### Instructions
1. In the text on misleading advertising, update the stretch from "These Recommendations are" through "of misleading information." by replacing "misleading" with "deceptive".
2. According to the text on misleading advertising, why is information about how fast a medicine acts usually inaccurate?
3. Translate this sentence from the text on misleading advertising into Spanish: "In addition, any information about the medicine should correspond to information in the instructions."
[Excerpt to read — start]
These Recommendations are based on substantial AMCU cases from 2020, which due to the pandemic situation mostly focused on medicines and establish a list of most common cases of advertisement and other information materials which are considered to be, according to the Committee, misleading.
While Recommendations in the main describe cases of advertising of medicinal products, they are nevertheless important to understand the general approach of the AMCU towards the dissemination of misleading information.
The Recommendations describe the following main types of misleading information:
- inaccurate information about the speed of medicines;
- inaccurate information regarding quality and/or price;
- inaccurate information about leadership;
- false information about the properties of medicinal products.
Let’s analyze all of these types in details.
Inaccurate information about the speed of medicines mostly consists of accentuated information in advertisements regarding the fast effect of the medicine after taking it (i.e., phrases like “fast action”, “immediate effect”, “quick relief of symptoms”, etc.). At the same time, in most cases this information is inaccurate due to the time of a medicine’s effect may vary according to dosages, specific cases and other circumstances. In addition, any information about the medicine should correspond to information in the instructions.
[Excerpt to read — finish]
[Data excerpts — start]
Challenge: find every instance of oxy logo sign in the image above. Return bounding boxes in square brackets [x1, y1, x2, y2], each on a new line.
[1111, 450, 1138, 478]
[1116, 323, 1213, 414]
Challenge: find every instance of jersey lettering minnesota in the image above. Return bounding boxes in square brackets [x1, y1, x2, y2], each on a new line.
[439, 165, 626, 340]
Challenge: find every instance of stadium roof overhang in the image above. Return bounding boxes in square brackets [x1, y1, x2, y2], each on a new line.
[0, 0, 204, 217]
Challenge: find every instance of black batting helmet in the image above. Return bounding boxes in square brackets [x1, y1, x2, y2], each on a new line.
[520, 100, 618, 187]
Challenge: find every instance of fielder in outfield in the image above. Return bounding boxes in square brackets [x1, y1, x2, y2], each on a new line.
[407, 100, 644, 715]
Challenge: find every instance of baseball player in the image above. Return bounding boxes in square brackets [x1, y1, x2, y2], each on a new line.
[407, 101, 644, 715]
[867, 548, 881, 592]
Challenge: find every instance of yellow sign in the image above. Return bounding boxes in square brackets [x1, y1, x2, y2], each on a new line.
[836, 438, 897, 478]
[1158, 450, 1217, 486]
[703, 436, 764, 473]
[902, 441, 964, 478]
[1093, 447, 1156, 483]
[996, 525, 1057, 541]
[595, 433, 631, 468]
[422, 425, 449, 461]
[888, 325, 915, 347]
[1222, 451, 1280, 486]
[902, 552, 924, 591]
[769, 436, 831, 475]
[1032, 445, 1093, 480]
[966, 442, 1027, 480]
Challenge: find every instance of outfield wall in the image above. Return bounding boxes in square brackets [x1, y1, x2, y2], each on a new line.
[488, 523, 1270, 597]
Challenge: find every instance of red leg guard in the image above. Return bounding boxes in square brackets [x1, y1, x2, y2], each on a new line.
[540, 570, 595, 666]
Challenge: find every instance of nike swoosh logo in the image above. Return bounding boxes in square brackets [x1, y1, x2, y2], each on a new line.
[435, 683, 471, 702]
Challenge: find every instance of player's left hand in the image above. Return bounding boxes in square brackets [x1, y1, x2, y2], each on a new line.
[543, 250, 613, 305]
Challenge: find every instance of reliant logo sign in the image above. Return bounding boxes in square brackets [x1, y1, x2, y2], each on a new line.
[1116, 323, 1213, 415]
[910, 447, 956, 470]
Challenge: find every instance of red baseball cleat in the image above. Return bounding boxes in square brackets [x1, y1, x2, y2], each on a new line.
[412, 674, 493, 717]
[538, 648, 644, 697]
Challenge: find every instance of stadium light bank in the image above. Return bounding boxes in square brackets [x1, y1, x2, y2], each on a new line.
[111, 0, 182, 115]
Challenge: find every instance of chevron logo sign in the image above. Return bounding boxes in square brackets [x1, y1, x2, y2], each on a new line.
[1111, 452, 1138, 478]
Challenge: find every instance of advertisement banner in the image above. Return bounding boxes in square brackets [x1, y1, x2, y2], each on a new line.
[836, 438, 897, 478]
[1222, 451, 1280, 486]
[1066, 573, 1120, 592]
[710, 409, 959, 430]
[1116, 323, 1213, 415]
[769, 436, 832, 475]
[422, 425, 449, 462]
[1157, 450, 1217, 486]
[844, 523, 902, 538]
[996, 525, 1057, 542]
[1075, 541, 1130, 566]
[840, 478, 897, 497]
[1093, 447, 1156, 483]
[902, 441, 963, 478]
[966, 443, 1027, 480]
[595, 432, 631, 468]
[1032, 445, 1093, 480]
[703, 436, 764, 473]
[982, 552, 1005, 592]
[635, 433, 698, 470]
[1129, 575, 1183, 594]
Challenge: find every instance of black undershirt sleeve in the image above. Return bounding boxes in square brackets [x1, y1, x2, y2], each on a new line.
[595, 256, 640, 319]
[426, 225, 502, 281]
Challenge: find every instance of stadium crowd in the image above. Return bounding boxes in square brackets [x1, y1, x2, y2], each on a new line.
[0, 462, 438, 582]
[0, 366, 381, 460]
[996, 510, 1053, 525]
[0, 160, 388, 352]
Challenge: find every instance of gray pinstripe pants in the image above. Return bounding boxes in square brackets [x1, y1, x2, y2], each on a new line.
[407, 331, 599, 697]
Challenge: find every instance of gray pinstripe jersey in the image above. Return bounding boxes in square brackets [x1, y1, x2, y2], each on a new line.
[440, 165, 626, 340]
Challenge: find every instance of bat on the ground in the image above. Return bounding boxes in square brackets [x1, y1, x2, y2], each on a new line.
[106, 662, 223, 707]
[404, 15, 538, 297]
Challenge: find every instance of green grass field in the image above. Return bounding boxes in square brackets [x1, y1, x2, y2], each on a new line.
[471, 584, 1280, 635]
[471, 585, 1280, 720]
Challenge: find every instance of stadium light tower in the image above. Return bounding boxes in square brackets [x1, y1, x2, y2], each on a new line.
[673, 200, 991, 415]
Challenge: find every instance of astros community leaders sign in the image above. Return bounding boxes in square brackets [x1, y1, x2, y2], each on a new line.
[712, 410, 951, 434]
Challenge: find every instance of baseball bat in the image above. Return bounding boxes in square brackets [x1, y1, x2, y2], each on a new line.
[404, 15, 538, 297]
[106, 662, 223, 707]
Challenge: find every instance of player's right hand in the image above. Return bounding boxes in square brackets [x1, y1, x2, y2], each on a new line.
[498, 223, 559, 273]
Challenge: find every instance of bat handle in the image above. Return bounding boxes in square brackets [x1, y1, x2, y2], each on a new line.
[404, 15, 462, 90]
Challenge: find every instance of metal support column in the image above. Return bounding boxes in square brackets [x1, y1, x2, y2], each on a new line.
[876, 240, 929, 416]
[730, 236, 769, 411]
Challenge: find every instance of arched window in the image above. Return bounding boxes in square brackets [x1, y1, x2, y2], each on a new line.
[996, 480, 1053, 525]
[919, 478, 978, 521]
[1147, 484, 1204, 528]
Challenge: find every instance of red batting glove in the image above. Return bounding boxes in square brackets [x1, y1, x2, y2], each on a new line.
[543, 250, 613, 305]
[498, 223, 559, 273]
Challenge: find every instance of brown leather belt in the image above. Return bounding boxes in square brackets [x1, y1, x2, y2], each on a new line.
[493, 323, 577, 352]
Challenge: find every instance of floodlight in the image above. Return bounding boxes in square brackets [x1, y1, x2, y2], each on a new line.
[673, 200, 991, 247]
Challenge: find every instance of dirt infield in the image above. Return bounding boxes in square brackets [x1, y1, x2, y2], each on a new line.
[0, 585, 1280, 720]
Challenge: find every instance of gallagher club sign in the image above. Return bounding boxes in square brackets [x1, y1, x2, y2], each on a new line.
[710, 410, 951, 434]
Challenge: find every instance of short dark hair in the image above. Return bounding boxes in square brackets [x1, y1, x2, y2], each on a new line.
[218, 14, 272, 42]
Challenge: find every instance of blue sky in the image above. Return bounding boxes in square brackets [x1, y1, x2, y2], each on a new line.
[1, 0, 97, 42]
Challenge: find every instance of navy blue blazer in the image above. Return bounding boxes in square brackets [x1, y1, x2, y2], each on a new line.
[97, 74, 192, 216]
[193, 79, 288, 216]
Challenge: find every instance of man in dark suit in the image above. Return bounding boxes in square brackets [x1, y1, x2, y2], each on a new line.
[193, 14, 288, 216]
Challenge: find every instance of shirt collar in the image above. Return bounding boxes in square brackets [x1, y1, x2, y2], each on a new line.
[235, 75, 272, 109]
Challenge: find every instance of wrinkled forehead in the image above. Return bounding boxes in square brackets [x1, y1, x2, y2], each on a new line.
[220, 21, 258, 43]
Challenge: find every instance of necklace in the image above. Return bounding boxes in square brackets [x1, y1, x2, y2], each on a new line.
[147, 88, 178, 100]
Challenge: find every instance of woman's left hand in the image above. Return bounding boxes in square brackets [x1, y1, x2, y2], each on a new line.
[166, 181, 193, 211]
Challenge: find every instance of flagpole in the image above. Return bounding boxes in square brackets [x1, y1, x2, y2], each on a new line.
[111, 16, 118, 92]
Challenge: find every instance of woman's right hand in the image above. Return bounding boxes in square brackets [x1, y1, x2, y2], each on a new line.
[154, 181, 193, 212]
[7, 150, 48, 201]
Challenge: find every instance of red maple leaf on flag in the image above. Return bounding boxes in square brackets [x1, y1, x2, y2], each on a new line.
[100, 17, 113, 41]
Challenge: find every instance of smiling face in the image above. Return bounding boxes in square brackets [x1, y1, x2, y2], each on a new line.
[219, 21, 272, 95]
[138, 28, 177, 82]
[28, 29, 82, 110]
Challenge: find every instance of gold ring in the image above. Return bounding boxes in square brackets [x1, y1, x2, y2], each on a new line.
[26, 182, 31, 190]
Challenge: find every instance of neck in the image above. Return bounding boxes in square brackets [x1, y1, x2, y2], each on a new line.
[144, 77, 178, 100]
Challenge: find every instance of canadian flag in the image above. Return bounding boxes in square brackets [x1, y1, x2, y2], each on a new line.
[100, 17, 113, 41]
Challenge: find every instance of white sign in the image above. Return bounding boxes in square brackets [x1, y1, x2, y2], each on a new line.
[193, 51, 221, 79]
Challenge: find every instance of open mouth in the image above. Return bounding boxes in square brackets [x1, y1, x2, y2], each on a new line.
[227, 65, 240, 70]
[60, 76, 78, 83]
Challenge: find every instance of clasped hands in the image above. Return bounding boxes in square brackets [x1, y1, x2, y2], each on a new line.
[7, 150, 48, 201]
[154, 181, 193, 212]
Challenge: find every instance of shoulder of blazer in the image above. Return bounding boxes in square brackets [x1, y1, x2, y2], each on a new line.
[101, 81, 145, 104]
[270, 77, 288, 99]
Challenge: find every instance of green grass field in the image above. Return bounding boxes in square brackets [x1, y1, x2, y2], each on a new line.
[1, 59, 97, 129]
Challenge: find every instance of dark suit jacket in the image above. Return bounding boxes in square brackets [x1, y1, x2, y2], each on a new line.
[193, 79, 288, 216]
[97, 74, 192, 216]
[Data excerpts — finish]
### Task-by-task outputs
1.
These Recommendations are based on substantial AMCU cases from 2020, which due to the pandemic situation mostly focused on medicines and establish a list of most common cases of advertisement and other information materials which are considered to be, according to the Committee, deceptive.
While Recommendations in the main describe cases of advertising of medicinal products, they are nevertheless important to understand the general approach of the AMCU towards the dissemination of deceptive information.

2. In most cases it is inaccurate because the time a medicine takes to work can vary with the dosage, the specific case and other circumstances.

3. Además, cualquier información sobre el medicamento debe corresponder a la información de las instrucciones.